What the exercise asks. Rescale the listing below, starting with its first line and going on through the line containing "[[27, 175]]", and reproduce every line in that span, requests included. Multiply each point coordinate in the answers by 1.05, then round to the nearest whole number, with halves rounded up.

Listed records.
================================

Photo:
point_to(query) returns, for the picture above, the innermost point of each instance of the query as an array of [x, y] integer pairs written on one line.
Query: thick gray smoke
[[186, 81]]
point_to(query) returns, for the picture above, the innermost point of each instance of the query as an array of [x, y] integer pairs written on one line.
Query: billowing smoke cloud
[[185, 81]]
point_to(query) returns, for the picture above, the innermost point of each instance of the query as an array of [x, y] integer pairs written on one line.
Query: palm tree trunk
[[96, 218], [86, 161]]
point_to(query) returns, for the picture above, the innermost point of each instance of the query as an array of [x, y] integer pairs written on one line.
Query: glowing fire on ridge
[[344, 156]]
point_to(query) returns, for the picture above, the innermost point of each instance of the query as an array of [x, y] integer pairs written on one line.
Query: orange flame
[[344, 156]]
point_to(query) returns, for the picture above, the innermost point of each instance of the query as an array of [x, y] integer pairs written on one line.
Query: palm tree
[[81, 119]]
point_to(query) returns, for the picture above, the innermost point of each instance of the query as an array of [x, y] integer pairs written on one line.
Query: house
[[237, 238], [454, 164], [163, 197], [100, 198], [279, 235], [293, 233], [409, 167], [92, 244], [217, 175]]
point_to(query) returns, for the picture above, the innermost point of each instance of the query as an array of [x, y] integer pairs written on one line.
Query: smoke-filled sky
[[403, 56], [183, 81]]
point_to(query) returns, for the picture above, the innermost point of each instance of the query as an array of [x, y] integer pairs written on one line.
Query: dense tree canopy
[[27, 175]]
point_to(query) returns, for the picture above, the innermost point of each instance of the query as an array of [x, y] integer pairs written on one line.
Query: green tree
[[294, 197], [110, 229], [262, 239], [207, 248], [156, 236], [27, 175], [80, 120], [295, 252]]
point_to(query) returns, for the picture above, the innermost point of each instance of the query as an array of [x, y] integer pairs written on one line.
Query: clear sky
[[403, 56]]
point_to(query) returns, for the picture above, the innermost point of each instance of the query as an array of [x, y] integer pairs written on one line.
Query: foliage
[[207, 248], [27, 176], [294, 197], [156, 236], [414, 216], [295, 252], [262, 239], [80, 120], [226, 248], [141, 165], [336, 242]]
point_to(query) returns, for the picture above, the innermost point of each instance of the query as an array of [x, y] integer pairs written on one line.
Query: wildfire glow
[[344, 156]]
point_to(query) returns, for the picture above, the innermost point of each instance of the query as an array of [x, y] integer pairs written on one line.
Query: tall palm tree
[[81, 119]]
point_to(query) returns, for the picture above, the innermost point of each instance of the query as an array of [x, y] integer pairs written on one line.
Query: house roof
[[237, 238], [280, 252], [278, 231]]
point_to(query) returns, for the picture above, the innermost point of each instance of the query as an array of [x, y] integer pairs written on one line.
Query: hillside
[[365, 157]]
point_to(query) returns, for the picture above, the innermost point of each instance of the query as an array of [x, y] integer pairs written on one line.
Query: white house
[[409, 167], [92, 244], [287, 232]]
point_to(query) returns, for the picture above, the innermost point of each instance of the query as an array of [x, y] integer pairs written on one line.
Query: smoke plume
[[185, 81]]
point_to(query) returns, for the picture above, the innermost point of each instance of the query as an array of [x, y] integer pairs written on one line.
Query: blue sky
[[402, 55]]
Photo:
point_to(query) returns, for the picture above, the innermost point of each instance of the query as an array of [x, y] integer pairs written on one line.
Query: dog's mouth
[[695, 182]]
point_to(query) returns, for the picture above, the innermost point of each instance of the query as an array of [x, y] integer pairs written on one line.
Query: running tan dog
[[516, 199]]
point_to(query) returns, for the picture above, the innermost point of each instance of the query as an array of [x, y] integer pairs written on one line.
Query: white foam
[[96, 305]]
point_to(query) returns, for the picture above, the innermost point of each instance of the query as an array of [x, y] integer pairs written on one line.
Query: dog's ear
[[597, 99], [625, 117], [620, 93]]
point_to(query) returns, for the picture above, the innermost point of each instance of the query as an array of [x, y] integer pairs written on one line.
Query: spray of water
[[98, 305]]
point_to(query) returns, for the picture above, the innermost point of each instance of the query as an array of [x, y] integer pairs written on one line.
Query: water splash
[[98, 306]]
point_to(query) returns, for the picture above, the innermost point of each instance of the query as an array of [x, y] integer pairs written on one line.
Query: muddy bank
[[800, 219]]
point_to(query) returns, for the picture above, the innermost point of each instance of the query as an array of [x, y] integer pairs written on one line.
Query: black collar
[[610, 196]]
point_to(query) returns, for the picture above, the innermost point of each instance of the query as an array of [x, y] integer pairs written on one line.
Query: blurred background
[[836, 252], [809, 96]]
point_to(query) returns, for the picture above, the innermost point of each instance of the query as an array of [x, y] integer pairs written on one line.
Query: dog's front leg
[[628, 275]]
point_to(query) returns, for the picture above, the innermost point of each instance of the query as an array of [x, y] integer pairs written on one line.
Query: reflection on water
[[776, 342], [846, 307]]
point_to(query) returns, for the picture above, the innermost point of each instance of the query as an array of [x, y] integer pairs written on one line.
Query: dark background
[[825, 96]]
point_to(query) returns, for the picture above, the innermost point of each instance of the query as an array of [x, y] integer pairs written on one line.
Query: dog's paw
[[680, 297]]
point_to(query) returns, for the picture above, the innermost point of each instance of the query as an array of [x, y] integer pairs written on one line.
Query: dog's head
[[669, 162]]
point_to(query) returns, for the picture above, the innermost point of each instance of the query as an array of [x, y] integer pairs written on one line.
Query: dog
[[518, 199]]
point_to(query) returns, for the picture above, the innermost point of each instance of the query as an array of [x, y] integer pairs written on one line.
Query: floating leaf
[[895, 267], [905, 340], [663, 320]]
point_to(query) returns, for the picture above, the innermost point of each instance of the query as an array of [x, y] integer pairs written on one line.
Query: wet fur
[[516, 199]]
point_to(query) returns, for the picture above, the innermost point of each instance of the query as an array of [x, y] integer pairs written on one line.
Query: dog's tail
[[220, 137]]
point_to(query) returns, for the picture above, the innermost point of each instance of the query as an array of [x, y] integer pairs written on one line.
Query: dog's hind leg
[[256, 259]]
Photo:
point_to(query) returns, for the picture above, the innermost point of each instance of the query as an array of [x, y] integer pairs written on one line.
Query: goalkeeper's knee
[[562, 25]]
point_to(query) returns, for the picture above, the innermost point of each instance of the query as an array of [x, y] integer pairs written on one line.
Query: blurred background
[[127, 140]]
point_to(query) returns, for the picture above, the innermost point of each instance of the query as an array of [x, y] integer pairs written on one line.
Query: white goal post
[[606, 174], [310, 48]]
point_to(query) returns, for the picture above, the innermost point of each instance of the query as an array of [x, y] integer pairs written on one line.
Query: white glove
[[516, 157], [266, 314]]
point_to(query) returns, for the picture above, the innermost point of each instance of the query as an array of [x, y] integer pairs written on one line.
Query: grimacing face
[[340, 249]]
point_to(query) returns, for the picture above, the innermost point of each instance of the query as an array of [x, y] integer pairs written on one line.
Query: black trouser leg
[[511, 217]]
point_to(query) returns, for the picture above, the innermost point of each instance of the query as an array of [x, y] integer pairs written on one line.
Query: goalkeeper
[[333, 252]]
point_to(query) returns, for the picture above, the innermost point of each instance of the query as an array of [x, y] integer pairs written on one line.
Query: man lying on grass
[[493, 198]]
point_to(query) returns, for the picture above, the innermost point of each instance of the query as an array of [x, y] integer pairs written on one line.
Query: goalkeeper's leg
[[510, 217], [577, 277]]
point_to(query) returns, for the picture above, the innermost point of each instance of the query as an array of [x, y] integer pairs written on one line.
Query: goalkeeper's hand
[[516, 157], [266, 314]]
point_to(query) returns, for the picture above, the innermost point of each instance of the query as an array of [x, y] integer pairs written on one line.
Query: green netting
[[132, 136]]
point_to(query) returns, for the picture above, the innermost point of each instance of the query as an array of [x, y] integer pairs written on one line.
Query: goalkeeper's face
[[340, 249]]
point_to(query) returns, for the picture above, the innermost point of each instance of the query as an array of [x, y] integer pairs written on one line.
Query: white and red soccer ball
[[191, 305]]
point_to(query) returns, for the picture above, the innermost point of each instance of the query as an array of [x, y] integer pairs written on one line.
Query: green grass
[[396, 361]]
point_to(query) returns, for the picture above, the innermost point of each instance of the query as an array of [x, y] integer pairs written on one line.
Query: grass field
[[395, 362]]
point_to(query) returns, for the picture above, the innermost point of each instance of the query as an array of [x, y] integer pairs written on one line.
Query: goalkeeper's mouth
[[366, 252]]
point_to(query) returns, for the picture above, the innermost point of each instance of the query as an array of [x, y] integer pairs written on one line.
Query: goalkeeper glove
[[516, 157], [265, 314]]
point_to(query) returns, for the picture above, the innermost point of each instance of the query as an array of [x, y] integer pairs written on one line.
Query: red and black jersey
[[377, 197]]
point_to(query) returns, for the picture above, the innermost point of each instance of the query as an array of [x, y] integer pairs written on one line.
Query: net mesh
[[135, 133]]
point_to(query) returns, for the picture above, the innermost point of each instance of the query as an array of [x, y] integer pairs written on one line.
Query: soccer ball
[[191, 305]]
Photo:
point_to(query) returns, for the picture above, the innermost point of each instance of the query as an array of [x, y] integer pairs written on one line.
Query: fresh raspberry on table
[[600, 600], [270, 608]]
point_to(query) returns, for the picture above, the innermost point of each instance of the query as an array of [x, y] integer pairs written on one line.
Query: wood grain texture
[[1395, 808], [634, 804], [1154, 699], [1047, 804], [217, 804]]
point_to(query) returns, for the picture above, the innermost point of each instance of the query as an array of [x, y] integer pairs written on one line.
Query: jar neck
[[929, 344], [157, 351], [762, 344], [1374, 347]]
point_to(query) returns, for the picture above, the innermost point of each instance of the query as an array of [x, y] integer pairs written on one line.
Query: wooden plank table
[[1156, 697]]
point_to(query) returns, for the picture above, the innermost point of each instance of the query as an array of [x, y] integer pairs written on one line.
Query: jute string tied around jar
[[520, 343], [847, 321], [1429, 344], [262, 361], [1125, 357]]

================================

Task output.
Photo:
point_to(query) returns, for the picture above, the innermost point of each instance of the query as an array of [x, y] integer pairs written on one line.
Query: thick gray smoke
[[195, 85]]
point_to(query) returns, for the picture above, the innermost point of each instance of the query as an array of [x, y] integer pairs written on one line.
Query: billowing smoke cloud
[[194, 85]]
point_to(query) returns, for the picture above, the innermost point of each instance of the query as an array of [x, y] integer pairs written on one line.
Query: palm tree trunk
[[101, 229], [90, 169]]
point_to(query) returns, for the picture above, the innermost point of each instance of the query as an array of [x, y] integer pairs written on one line.
Query: glowing fire on ridge
[[361, 164]]
point_to(query) returns, for the picture above, the innermost point of each instance of the query as an array of [x, y] integer pairs written on one line.
Query: orange flame
[[361, 164]]
point_to(query) returns, for the picture above, the innermost point of each instance of the query as an array of [x, y] integer pairs written on one line.
Query: palm tree
[[85, 125]]
point_to(query) returns, for the picture above, the innermost point of each instance of the query as an array of [x, y] integer pairs written on one line.
Query: house
[[249, 250], [477, 172], [171, 207], [105, 208], [293, 247], [308, 245], [429, 175], [97, 256], [228, 184]]
point_to(query) returns, for the picture above, the innermost point of each instance of the query as an array of [x, y] integer pairs written on one line.
Query: smoke-filled sky
[[423, 59], [192, 85]]
point_to(query) returns, for the picture above, the innermost point of each instance of the query as an array of [x, y] integer pairs written on one line.
Query: dense tree canopy
[[28, 184]]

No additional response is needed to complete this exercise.